++++ PROVIDED TEXT

Louisiana is a state with notoriously high cancer rates, often ranking within the top ten nationally. Louisiana is also a state with a growing amount of vaccine skeptics, particularly the COVID-19 vaccine. Dr. Lucio Miele, Director of the LCMC Cancer Center, is sharing a surprising new finding when it comes to cancer research and the COVID-19 vaccine. Dr. Lucio Miele, Director of the LCMC Cancer Center explained that people with some cancers are living longer after receiving a COVID vaccine, a finding corroborated by several different cancer centers in Texas, California, and Florida.
“This is a remarkable study,” Dr. Miele said. “They looked at patients with lung cancer and melanomas who are treated with immune checkpoint inhibitors that were introduced several years ago. Those worked in some patients, but not with everyone. They noted that patients who had received at least one dose of an mRNA COVID vaccine within 100 days of being treated lived, in one case almost twice as long. In the other case, they couldn’t even measure how much because the patient lived much longer than the counterparts who were being studied,” he went on to add. When the study was reproduced in mice, the same results were found to be true and researchers were able to crack the code of why the COVID vaccine could potentially help to extend lifespans in cancer patients.
While Dr. Miele notes that it doesn’t have to be the COVID-19 vaccine specifically to replicate these results, it does require an MRNA vaccine. He was also quick to emphasize that this doesn’t equate to the discovery of a “cancer vaccine”, but could lead to improved treatments for those with cancer moving forward. “This could be a major boost for cancer immunotherapy,” Dr. Miele pointed out. “Those who received an MRNA vaccine responded much better to immune checkpoint inhibitors. Our immune system fights cancer, but cancer fights back by weakening our immune system. Immune checkpoint inhibitors give a hand to the immune system and boost it to help it fight against cancer,” he explained.
While more study is needed, initial results are promising and could lead to more breakthroughs moving forward.

++++++++
++++ RECORDS SUPPLIED

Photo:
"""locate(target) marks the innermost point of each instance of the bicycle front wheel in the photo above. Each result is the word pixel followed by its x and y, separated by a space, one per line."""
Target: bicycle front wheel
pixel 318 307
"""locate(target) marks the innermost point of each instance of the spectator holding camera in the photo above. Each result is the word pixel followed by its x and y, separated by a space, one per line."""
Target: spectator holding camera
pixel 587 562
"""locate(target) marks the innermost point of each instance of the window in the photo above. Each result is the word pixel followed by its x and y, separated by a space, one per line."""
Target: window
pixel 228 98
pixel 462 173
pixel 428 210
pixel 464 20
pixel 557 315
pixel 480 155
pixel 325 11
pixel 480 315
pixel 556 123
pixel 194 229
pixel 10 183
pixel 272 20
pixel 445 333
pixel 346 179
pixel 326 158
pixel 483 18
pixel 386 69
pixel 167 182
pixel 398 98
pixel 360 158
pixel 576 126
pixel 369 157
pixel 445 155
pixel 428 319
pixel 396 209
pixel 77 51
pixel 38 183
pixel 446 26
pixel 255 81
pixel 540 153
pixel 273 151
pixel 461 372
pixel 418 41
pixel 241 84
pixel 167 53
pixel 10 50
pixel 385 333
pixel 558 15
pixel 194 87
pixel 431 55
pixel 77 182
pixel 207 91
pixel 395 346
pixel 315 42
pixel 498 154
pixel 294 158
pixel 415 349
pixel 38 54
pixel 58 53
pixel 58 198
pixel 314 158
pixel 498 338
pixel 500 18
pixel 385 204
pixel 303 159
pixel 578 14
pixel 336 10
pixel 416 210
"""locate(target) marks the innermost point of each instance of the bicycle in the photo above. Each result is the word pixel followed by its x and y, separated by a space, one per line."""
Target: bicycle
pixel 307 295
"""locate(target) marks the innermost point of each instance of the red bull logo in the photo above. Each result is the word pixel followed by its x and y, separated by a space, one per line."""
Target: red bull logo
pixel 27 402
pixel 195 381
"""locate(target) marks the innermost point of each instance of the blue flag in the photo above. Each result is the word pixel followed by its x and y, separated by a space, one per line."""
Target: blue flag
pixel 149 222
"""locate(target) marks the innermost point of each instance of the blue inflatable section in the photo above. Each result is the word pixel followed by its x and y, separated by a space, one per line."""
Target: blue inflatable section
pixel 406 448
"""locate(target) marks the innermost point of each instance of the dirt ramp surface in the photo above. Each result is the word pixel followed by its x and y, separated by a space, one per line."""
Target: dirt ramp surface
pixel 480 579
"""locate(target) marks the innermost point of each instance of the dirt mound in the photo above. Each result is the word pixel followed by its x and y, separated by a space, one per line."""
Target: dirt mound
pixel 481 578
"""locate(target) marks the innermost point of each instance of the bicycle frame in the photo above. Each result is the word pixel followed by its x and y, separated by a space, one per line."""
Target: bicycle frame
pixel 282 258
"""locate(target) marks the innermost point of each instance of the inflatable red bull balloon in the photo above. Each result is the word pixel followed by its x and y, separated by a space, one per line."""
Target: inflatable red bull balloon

++++++++

* TO DO *
(a) From the article on COVID vaccines and cancer, transcribe the part that opens with the words containing "Louisiana is a state" and closes with "California, and Florida.".
(b) In the article on COVID vaccines and cancer, how soon around their treatment did patients have to receive at least one dose of an mRNA COVID vaccine?
(c) List every state named in the article on COVID vaccines and cancer as home to cancer centers that corroborated the finding.

* ANSWERS TO THIS EXERCISE *
(a)
Louisiana is a state with notoriously high cancer rates, often ranking within the top ten nationally. Louisiana is also a state with a growing amount of vaccine skeptics, particularly the COVID-19 vaccine. Dr. Lucio Miele, Director of the LCMC Cancer Center, is sharing a surprising new finding when it comes to cancer research and the COVID-19 vaccine. Dr. Lucio Miele, Director of the LCMC Cancer Center explained that people with some cancers are living longer after receiving a COVID vaccine, a finding corroborated by several different cancer centers in Texas, California, and Florida.

(b) Within 100 days of being treated.

(c) Texas, California, Florida